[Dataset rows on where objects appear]
=-=-=-=-=
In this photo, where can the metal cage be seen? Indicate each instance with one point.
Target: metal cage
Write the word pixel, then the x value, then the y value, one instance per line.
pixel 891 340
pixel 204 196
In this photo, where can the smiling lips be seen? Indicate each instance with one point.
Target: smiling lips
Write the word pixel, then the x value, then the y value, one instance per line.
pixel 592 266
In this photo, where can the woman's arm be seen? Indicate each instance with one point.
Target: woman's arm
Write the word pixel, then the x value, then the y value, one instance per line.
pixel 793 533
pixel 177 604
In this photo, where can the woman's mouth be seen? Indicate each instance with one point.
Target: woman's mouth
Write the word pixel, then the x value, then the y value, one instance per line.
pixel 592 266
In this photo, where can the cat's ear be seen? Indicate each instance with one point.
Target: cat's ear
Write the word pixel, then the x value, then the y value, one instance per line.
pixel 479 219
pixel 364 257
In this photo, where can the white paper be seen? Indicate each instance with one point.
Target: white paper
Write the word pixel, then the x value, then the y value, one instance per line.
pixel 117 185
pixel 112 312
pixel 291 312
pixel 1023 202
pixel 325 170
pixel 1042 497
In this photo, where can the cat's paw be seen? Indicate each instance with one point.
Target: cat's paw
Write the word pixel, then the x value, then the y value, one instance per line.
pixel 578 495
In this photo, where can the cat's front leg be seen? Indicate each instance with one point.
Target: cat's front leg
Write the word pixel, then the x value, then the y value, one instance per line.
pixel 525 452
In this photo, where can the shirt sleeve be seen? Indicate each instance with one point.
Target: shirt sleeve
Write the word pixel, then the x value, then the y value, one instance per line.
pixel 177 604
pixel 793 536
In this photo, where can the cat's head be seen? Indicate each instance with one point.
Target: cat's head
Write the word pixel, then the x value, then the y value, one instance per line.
=-=-=-=-=
Aim: Output the lines of the material above again with no changes, starting with the line containing "In this photo, where can the woman's arm" and going on through the line containing "pixel 793 536". Include both of those lines.

Solution to this task:
In this photo, where can the woman's arm be seen? Indicate each instance with one point.
Target: woman's arm
Write the word pixel, then the x value, then the y value, one instance per line.
pixel 793 533
pixel 177 604
In this photo, where can the woman's mouth be seen? Indicate each instance with one point.
Target: woman's mouth
Write the word pixel, then the x value, then the y value, one instance per line.
pixel 592 266
In this photo, where can the cat's ear be seen? Indicate each instance with one point.
Target: cat's ear
Write the word pixel, then the x value, then the y value, one instance per line.
pixel 479 219
pixel 364 257
In this photo, where can the white paper be seen? Indicate each instance with one point.
Target: white paper
Write the word pixel, then the x value, then the y value, one instance per line.
pixel 117 185
pixel 112 312
pixel 291 312
pixel 1023 202
pixel 325 170
pixel 1042 497
In this photo, where can the cat's paw be seen? Indicate each instance with one point.
Target: cat's paw
Write the word pixel, then the x value, then the y value, one instance per line.
pixel 578 495
In this photo, where can the cat's front leg be seen? Indicate each instance with one point.
Target: cat's front leg
Write the word pixel, then the x value, then the y value, one instance per line.
pixel 525 452
In this photo, where can the shirt sleeve be seen? Indicate each instance with one point.
Target: shirt sleeve
Write the word pixel, then the x value, then the y value, one instance per line.
pixel 177 604
pixel 793 536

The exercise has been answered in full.